▸ Текст:
━━━━━━━━━━

Текст книги "Время изоляции, 1951–2000 гг. (сборник)"
Автор книги: Дмитрий Быков
Жанр: Публицистика: прочее, Публицистика
Возрастные ограничения: +18
сообщить о неприемлемом содержимом
Текущая страница: 20 (всего у книги 28 страниц)
Валентин Распутин
«Пожар»,
1985 год
В 1985 году Валентин Распутин после долгого перерыва написал повесть «Пожар». До этого он почти десять лет не писал повестей, публиковал небольшие рассказы и публицистику – она стала одним из главных признаков не то чтобы перестройки, перестройки никакой ещё не было, но главным признаком масштабного неблагополучия и его осознания: уж если Распутин заговорил, а заговорил он всё-таки уже сорванным голосом, значит, дело действительно подошло к роковому рубежу.
Место Валентина Григорьевича Распутина в русской литературе уникально. Это человек, почти гениальную одаренность которого признавали и почвенники-патриоты, и западники-горожане. Он дружил с Евтушенко, о нём высоко отзывался Аксёнов. Виктор Шкловский, патриарх литературоведения, в начале восьмидесятых написал «Распутин на распутье». Распутин ярко обозначил себя ещё до тридцати лет вполне городским рассказом «Рудольфио», рассказом «Уроки французского», который до сих пор, я думаю, вошёл бы в любую антологию русской новеллы, и повестью «Последний срок». Владимир Крупин, другой писатель почвеннического направления, вспоминает: «Когда я прочёл Распутина “Последний срок”, я хотел бросить литературу, потому что он сказал всё, что я мог бы, и лучше, чем кто-либо мог бы». Действительно, это мощная вещь. Потом была, может быть, несколько менее удачная, морализаторская, но всё равно очень сильная повесть «Деньги для Марии», и дальше два абсолютных шедевра, напечатанных подряд: 1975-й и 1976-й, «Живи и помни» и «Прощание с Матёрой» – эти два текста выдвинули Распутина в первый ряд не русской, а мировой прозы.

━━━━━━━━━━

▸ Исходные данные:
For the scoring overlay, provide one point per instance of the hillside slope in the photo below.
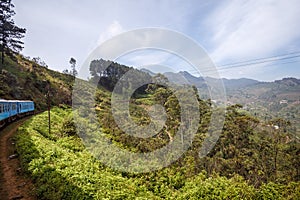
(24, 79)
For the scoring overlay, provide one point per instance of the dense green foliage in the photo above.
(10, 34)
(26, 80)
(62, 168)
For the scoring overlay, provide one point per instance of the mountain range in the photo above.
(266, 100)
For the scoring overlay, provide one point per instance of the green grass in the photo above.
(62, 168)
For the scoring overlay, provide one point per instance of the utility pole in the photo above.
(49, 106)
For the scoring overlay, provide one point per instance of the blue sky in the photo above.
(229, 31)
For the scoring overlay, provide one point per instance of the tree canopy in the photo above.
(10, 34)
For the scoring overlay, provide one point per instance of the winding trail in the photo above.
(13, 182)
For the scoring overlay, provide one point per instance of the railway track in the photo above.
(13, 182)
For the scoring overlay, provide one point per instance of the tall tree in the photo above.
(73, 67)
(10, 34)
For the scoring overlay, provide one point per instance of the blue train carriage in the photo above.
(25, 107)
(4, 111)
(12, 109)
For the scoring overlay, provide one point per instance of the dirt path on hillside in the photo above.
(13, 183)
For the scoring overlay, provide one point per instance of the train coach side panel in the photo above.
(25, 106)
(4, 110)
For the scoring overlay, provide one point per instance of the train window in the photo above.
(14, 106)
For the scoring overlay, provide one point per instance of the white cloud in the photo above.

━━━━━━━━━━

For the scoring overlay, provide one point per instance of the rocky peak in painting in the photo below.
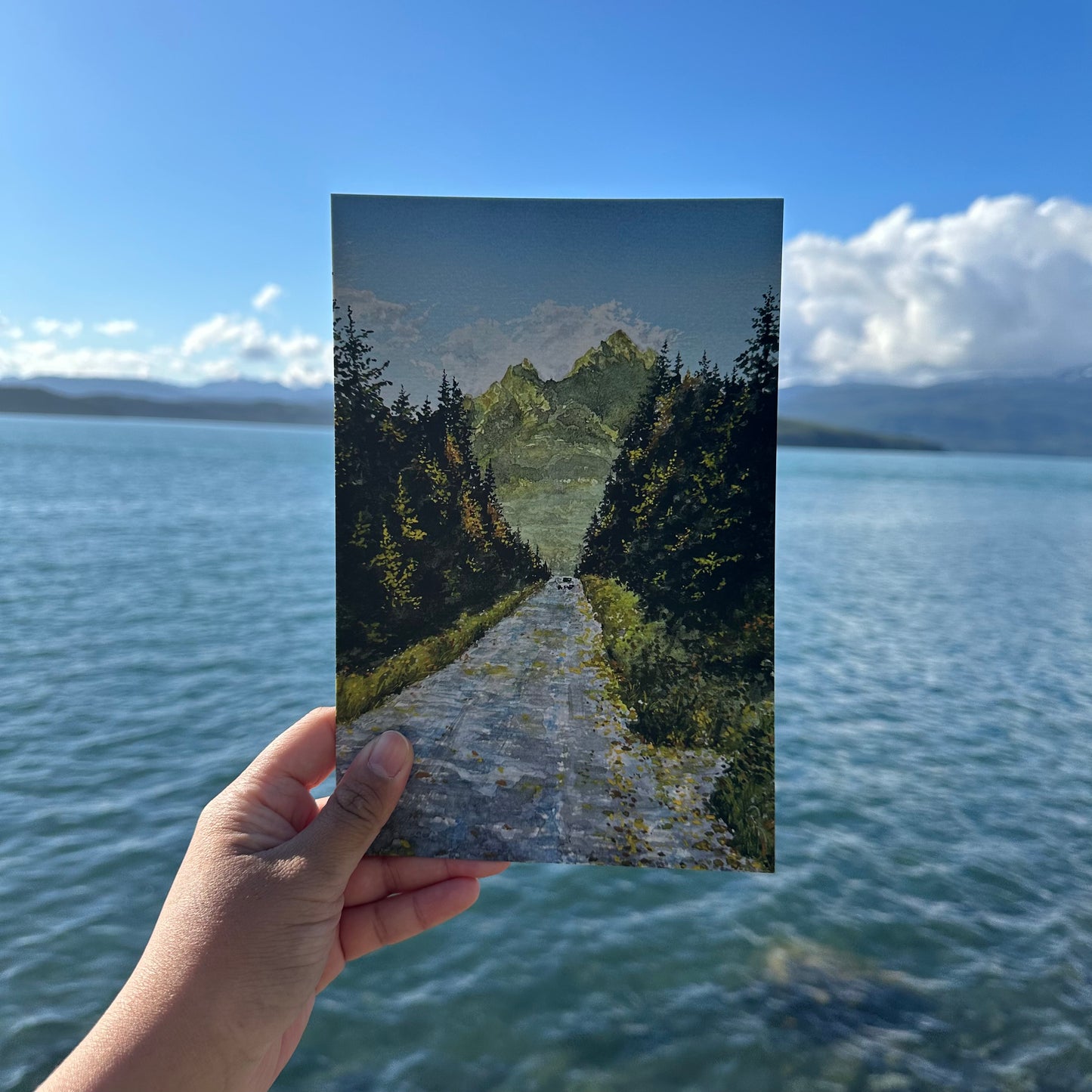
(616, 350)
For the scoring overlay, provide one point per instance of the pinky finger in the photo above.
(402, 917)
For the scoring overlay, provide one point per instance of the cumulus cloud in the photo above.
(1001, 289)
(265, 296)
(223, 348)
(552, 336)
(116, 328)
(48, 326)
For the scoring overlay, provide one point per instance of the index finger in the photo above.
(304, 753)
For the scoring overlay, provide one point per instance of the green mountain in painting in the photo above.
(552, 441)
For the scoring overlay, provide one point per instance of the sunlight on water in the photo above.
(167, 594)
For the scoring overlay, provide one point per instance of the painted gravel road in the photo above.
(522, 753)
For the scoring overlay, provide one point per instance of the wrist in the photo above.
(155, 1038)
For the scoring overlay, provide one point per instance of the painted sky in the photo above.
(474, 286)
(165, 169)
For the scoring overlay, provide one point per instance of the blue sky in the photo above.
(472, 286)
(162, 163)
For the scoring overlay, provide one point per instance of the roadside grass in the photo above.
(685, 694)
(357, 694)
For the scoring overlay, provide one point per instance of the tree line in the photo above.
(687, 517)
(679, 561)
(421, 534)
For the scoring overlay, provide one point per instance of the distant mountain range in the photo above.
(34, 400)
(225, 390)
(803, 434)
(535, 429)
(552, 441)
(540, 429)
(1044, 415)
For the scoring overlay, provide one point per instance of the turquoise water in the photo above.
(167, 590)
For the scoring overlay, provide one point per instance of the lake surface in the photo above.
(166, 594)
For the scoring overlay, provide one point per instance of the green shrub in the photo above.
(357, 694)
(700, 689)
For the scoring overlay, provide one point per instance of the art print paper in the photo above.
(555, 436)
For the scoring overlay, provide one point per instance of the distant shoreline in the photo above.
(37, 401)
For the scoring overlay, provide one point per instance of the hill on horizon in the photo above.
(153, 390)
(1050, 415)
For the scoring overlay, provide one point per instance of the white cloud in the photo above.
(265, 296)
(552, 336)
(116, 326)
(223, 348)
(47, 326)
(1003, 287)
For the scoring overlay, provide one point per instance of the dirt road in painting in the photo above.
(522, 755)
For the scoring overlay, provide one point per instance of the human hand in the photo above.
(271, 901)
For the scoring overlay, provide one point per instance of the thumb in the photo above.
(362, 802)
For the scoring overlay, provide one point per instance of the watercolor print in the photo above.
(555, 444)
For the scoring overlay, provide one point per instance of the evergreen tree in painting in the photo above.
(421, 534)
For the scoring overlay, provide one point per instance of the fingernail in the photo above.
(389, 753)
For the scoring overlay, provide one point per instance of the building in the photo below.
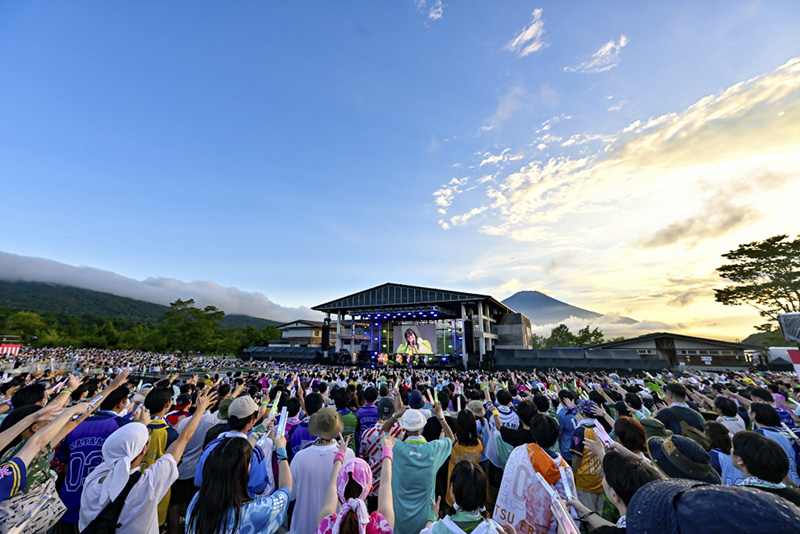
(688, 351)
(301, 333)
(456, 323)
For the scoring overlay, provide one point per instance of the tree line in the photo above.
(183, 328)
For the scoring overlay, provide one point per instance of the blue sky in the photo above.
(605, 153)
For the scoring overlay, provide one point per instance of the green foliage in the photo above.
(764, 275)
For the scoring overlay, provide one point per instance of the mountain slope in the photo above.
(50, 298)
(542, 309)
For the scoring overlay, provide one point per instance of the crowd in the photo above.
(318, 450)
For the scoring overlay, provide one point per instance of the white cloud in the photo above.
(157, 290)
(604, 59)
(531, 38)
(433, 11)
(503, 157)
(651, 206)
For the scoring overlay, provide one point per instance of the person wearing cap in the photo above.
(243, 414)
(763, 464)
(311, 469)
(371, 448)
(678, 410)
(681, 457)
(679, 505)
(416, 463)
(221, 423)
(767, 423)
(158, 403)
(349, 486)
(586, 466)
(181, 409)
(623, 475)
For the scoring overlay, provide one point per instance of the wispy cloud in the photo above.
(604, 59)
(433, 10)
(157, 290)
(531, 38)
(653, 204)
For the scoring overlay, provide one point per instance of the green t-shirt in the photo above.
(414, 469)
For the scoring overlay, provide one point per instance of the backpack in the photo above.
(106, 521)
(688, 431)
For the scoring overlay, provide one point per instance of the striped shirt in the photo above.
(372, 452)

━━━━━━━━━━

▸ Что нужно сделать:
• A. Кто, согласно тексту о Распутине, написал «Распутин на распутье» и когда?
• B. Какие произведения самого Распутина названы в тексте о Распутине? Перечислите все.
• C. Обновите фрагмент текста о Распутине: перепишите всё от «Автор книги: Дмитрий» вниз до «книги 28 страниц)», заменив «Дмитрий Быков» на «Д. Быков».
Отвечайте, опираясь только на текст о Распутине.

▸ Ответы по порядку:
• A. Виктор Шкловский, в начале восьмидесятых.

• B. «Пожар», «Рудольфио», «Уроки французского», «Последний срок», «Деньги для Марии», «Живи и помни», «Прощание с Матёрой».

• C.
Автор книги: Д. Быков
Жанр: Публицистика: прочее, Публицистика
Возрастные ограничения: +18
сообщить о неприемлемом содержимом
Текущая страница: 20 (всего у книги 28 страниц)